Some daily sky sights among the ever-changing Moon, planets, and stars.
Comet Lovejoy is now fading somewhat, and the Moon increasingly brightens the night sky this week for comet viewers. Even so, the comet is still a nice sight in binoculars at magnitude 4½ or so. And it's high overhead. See our article and finder chart: Where To See Comet Lovejoy Tonight.
Friday, January 23
The Moon, dim Mars, and bright Venus form a big diagonal line in the west in twilight, as shown here. And can you still detect tiny, faint Mercury? Bring binoculars.
Three shadows on Jupiter. Late tonight Callisto, Io, and Europa are all casting their tiny black shadows onto Jupiter at once, from 1:27 to 1:52 a.m. Saturday morning EST (10:27 to 10:52 p.m. Friday evening PST). Then all three satellites themselves appear in front of Jupiter at once (and hence are practically invisible) from 2:08 to 2:12 a.m. EST.
Griffith Observatory in Los Angeles will livestream the triple-shadow event from 8:30 to 11:00 p.m. PST (11:30 p.m. to 2 a.m. EST, or 4:30 to 7:00 January 24 UT).
Saturday, January 24
Brilliant Sirius, the Dog Star, glitters in the southeast after dinnertime. Look high above it for Betelgeuse in Orion's shoulder, shining reddish-orange. To their left is Procyon, the Little Dog Star. It forms the equilateral Winter Triangle with them. Sirius, Betelgeuse, and Procyon are 8.6, 500, and 11.5 light-years away, respectively. Here's some starwatching you can do through even the worst city light pollution.

Problems and tasks:
(a) Can you turn the sky guide's paragraph beginning "Three shadows on Jupiter" into a short bulleted list that keeps its main facts?
(b) Could you retype the part of the sky guide that begins at the words "Some daily sky" and stop after "Comet Lovejoy Tonight."?
The listing that comes next is separate material, unrelated to the sky guide.

Given data:
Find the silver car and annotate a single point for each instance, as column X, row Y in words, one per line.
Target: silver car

Answer list:
(a)
- Late tonight, Callisto, Io, and Europa all cast their tiny black shadows onto Jupiter at once.
- This lasts from 1:27 to 1:52 a.m. Saturday EST (10:27 to 10:52 p.m. Friday PST).
- From 2:08 to 2:12 a.m. EST, all three satellites appear in front of Jupiter at once, so they are practically invisible.

(b)
Some daily sky sights among the ever-changing Moon, planets, and stars.
Comet Lovejoy is now fading somewhat, and the Moon increasingly brightens the night sky this week for comet viewers. Even so, the comet is still a nice sight in binoculars at magnitude 4½ or so. And it's high overhead. See our article and finder chart: Where To See Comet Lovejoy Tonight.